| Task to complete |
Using the personal account below, explain in one to three sentences why the writer wanted to stay at the friend's party when the wife asked to go home.

| Page |
********************

I also lose frame easily when I'm drinking - It used to be the opposite. I would become unflappable after a couple drinks where nothing would bother me. Now its like I have a seething rage inside me that comes out. I notice I start hating on all women around me. I see them as just tricksters out to get men. I feel like this is a major sticking point in my progress [ANGER PHASE]. I also start advising my friends. I need to STFU until I have figured shit out myself. It's embarrassing to be honest. My solution, until I get over the anger, is to stop drinking.

A big issue I'm struggling with after I hold frame through a shit test - I don’t know if my behavior was just me verbalizing my needs or being an asshole/jerk. At a friends party recently, my wife wanted to go back home. It was early and I wasn’t interested in leaving that early - none of my friends had left. I told her she was free to uber it back herself (our house is 10 minutes away) and i wanted to stay. She got pissed and left. Next morning she cried hysterically for how I don’t care for her at all. That all I care for is my friends and family and that she is last on my list of people I care for (this is a very old complaint of hers - is it a demand for more comfort behavior?). Was I right in telling her to go home without me or was I a dick?

********************

| Dataset excerpts |
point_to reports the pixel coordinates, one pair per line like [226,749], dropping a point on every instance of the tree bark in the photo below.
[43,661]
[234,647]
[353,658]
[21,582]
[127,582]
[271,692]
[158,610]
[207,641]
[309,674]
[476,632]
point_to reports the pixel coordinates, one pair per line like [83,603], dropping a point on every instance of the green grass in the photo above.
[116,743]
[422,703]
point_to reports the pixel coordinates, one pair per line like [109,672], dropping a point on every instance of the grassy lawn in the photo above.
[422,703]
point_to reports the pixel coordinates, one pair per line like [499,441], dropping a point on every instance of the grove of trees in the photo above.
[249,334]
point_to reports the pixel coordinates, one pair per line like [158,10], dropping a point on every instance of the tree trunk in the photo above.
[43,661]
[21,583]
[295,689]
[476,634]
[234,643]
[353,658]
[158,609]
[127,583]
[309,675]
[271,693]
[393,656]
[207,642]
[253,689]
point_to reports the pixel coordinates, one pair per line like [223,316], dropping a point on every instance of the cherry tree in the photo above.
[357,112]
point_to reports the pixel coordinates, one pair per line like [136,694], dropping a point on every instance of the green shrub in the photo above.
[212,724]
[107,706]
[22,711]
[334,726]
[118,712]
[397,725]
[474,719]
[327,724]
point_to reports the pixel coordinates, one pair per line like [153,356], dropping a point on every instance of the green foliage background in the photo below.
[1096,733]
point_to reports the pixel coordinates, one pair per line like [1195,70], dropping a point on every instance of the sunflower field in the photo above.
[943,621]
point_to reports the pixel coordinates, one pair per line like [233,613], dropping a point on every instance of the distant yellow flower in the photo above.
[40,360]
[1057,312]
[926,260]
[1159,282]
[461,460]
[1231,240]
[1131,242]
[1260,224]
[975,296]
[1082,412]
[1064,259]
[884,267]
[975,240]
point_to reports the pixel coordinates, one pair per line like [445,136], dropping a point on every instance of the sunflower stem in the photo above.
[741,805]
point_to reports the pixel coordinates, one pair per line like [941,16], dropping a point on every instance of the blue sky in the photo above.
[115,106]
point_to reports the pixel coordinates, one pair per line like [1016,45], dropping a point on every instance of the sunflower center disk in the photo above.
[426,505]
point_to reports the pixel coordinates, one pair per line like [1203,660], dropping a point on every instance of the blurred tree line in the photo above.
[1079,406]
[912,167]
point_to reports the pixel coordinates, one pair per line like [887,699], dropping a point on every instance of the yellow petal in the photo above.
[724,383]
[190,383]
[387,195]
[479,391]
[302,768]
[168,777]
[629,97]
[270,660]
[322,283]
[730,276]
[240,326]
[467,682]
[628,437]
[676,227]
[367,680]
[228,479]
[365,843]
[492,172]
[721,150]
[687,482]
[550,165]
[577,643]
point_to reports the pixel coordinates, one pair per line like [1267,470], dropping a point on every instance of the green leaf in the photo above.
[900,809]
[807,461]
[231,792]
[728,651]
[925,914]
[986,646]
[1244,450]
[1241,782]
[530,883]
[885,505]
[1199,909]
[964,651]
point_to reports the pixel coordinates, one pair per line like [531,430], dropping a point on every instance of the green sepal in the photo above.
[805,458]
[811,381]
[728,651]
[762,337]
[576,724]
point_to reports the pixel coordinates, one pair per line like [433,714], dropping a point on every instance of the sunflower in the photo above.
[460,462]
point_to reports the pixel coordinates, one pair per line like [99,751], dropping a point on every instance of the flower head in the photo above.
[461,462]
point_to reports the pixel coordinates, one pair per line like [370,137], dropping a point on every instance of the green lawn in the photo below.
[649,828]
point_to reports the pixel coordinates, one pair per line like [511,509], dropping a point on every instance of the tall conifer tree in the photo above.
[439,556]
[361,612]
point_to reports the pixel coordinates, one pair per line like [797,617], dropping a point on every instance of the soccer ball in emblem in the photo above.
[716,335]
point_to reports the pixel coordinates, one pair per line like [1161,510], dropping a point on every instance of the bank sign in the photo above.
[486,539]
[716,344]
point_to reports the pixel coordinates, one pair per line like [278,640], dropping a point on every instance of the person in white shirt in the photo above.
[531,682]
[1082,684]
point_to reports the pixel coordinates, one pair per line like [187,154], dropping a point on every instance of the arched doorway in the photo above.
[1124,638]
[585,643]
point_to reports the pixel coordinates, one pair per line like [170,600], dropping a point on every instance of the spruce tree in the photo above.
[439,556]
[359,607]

********************

| Correct response |
The writer wanted to stay because it was still early and none of the writer's friends had left yet. With the house only 10 minutes away, the writer told the wife she was free to take an Uber back on her own.